**EXTRACTED INFORMATION**
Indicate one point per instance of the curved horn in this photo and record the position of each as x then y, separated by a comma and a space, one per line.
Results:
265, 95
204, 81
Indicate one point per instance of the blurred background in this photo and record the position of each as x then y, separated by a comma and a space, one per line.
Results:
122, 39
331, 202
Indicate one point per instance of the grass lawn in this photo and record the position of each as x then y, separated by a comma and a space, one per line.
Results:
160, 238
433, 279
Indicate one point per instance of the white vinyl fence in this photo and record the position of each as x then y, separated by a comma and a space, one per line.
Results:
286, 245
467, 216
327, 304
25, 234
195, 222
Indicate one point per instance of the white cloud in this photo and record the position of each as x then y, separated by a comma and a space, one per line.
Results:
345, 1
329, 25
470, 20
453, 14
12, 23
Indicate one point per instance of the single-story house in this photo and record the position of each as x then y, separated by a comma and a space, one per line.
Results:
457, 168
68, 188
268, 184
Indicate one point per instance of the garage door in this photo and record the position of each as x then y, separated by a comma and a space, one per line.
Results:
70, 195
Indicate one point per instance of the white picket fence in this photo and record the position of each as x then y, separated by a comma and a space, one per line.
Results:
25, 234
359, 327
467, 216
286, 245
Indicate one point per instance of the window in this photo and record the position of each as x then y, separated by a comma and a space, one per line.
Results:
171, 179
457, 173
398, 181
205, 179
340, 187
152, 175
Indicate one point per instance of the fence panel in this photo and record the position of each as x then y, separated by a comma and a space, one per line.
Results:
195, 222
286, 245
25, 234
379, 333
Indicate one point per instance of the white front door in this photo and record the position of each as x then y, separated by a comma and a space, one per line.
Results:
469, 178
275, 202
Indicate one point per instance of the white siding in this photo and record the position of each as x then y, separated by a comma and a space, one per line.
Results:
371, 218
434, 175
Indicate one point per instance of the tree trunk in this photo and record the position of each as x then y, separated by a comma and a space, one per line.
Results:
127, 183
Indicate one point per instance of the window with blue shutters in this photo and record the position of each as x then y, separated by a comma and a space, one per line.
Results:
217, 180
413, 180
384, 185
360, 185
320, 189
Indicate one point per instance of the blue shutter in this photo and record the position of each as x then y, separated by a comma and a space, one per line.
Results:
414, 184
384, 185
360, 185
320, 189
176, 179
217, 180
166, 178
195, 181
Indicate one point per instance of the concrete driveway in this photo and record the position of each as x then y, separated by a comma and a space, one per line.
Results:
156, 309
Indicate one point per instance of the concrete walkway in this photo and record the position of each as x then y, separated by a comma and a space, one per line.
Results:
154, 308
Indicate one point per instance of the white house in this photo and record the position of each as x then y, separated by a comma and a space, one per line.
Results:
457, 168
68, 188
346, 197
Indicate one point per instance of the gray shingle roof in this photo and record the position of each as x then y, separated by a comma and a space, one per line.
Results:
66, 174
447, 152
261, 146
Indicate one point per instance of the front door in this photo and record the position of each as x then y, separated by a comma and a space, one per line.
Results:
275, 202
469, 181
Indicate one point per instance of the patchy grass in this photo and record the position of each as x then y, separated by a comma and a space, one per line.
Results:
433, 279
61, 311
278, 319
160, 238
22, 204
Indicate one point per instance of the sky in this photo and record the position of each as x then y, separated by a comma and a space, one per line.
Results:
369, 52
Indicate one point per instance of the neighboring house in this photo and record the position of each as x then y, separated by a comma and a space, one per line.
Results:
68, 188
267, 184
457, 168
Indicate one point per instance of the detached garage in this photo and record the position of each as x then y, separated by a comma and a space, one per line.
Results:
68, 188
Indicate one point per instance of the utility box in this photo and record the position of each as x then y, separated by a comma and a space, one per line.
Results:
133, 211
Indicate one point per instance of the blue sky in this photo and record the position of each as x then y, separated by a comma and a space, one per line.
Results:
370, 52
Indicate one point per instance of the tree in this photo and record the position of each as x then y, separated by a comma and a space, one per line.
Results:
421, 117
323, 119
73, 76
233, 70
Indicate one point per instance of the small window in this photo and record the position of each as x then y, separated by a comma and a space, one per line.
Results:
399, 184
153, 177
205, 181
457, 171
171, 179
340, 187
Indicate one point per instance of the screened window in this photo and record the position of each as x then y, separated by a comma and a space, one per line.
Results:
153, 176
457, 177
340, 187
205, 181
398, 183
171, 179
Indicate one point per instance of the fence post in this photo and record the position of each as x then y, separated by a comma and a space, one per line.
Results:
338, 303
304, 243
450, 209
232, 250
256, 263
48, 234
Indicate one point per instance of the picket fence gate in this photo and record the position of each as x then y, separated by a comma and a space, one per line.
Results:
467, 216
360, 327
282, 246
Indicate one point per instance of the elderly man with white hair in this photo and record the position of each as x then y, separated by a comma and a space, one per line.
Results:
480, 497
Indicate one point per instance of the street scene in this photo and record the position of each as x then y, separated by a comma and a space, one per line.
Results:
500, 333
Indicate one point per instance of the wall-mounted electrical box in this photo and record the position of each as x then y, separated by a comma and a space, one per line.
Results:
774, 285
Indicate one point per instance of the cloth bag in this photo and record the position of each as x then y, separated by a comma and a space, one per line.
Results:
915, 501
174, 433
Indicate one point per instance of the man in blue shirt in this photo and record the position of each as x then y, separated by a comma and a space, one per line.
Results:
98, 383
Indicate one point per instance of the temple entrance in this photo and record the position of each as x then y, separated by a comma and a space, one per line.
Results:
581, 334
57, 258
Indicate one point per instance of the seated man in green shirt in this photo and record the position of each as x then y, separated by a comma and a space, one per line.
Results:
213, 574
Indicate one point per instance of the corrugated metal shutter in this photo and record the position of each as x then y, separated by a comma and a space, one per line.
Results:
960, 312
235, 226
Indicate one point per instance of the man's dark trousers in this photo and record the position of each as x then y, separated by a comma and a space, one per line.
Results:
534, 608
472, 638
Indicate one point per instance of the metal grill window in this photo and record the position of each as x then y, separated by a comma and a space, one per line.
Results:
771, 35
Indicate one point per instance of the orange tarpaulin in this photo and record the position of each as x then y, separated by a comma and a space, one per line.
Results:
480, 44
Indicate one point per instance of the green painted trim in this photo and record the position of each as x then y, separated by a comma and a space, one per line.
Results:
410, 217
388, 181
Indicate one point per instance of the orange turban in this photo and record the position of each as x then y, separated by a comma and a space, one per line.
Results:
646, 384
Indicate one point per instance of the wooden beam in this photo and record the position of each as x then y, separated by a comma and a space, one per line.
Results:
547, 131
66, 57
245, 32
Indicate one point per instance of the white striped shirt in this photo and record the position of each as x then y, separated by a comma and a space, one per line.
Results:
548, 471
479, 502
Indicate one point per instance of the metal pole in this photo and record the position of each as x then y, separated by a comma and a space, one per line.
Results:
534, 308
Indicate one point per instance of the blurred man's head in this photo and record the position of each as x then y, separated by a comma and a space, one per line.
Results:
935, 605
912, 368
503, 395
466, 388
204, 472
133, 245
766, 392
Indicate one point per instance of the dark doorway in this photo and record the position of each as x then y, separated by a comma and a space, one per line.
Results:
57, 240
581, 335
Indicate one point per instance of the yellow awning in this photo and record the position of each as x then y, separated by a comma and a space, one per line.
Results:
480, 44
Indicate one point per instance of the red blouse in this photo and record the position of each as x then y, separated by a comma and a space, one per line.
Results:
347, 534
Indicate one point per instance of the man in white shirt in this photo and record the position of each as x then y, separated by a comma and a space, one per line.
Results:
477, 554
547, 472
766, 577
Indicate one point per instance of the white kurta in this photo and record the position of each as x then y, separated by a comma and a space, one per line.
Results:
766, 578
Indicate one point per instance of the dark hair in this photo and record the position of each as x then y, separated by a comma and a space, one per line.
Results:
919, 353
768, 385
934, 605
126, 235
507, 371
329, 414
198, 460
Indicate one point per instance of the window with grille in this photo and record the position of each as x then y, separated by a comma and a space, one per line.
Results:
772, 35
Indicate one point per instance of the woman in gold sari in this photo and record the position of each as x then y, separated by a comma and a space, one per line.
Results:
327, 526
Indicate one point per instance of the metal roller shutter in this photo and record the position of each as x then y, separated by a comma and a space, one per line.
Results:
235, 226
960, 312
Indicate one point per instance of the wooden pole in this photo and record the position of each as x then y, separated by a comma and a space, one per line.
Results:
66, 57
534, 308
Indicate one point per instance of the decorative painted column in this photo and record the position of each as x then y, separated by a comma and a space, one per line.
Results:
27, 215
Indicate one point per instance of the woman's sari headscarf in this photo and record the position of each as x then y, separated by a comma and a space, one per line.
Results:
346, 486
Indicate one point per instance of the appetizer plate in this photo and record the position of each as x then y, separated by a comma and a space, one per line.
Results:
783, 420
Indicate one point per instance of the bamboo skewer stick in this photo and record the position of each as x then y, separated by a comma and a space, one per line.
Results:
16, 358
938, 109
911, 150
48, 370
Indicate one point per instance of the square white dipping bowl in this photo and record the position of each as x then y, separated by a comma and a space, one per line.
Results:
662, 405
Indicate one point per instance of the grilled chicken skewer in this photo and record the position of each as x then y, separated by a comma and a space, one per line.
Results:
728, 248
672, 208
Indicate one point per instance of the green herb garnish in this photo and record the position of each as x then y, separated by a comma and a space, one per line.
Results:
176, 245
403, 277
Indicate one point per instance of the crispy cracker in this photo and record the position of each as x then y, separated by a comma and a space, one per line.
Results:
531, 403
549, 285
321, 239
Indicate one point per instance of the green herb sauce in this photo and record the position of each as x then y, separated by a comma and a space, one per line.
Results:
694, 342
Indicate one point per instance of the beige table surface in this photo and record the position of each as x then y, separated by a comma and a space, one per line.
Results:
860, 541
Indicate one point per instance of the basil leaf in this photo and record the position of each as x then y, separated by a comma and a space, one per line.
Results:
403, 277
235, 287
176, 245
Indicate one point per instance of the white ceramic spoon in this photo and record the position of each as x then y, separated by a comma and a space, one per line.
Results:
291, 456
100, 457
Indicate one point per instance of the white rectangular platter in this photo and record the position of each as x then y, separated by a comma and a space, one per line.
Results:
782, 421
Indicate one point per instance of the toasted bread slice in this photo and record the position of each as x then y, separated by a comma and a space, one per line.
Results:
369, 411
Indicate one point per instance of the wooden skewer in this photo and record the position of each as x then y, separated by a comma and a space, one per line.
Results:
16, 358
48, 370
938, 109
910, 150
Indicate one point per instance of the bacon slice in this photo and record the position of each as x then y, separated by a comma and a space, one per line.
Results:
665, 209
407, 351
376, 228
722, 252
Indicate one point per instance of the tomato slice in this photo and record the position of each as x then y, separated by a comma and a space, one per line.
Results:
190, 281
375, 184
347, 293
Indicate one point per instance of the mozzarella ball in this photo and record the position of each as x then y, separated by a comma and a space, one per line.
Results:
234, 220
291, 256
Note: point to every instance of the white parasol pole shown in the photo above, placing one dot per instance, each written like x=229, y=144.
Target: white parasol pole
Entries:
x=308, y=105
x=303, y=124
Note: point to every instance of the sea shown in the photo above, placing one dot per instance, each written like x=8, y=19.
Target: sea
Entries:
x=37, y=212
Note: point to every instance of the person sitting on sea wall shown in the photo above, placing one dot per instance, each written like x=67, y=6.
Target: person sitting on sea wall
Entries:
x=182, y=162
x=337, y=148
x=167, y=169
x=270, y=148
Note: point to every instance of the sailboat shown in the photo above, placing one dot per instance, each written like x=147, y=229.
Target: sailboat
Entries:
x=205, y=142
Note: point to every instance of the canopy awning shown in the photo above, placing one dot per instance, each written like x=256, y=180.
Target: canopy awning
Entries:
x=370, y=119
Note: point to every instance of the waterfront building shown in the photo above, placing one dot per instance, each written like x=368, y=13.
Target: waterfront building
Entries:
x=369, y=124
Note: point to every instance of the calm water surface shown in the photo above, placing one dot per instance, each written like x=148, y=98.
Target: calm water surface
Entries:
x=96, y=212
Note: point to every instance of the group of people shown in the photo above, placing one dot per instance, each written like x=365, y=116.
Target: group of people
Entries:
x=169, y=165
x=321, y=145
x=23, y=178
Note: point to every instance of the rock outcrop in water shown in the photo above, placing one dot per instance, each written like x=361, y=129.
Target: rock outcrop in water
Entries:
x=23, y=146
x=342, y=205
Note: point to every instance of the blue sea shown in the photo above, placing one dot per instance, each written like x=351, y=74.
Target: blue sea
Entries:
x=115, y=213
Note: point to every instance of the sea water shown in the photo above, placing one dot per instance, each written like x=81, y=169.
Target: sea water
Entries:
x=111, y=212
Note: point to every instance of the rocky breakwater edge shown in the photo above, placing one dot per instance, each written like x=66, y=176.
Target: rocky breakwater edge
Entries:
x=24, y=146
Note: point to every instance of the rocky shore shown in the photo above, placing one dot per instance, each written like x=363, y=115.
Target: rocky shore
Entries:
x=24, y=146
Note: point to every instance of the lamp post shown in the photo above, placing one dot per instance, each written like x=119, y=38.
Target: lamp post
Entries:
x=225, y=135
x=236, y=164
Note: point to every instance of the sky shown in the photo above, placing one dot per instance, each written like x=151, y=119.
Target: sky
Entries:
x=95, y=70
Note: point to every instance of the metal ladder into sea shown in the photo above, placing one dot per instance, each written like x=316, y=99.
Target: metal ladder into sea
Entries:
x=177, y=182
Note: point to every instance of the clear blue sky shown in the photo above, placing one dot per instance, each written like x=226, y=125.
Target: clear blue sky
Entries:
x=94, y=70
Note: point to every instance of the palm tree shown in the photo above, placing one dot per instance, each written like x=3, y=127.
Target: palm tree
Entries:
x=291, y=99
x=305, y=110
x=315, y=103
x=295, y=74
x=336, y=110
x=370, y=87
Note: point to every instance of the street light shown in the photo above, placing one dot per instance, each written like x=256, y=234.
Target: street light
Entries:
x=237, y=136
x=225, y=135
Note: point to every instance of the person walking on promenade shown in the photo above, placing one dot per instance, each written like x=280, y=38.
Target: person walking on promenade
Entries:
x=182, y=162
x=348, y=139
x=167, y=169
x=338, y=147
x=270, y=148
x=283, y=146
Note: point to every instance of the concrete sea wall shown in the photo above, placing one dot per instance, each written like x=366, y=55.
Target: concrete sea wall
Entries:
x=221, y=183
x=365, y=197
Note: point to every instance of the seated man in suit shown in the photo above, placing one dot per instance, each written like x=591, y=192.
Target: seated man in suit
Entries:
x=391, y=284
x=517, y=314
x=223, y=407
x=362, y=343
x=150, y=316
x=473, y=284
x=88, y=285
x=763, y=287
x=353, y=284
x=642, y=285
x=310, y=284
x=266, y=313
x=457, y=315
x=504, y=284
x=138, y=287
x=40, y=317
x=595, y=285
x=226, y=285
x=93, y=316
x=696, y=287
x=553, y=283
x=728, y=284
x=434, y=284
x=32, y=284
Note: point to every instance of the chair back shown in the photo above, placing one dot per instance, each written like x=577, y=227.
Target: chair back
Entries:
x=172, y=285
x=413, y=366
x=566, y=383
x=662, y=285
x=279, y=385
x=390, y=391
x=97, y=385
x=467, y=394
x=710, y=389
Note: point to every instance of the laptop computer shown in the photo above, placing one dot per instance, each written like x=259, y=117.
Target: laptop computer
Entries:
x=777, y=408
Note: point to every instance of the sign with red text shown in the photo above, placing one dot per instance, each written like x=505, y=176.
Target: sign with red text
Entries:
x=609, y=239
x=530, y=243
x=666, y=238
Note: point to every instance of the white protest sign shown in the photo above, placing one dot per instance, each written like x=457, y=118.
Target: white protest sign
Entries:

**EXERCISE REQUIREMENTS**
From the lines above, copy those that contain the word "edge".

**SOLUTION FOR THIS TASK**
Note: point to every instance of the rocky breakwater edge shown in the photo above, placing one dot per instance, each written like x=66, y=176.
Target: rocky breakwater edge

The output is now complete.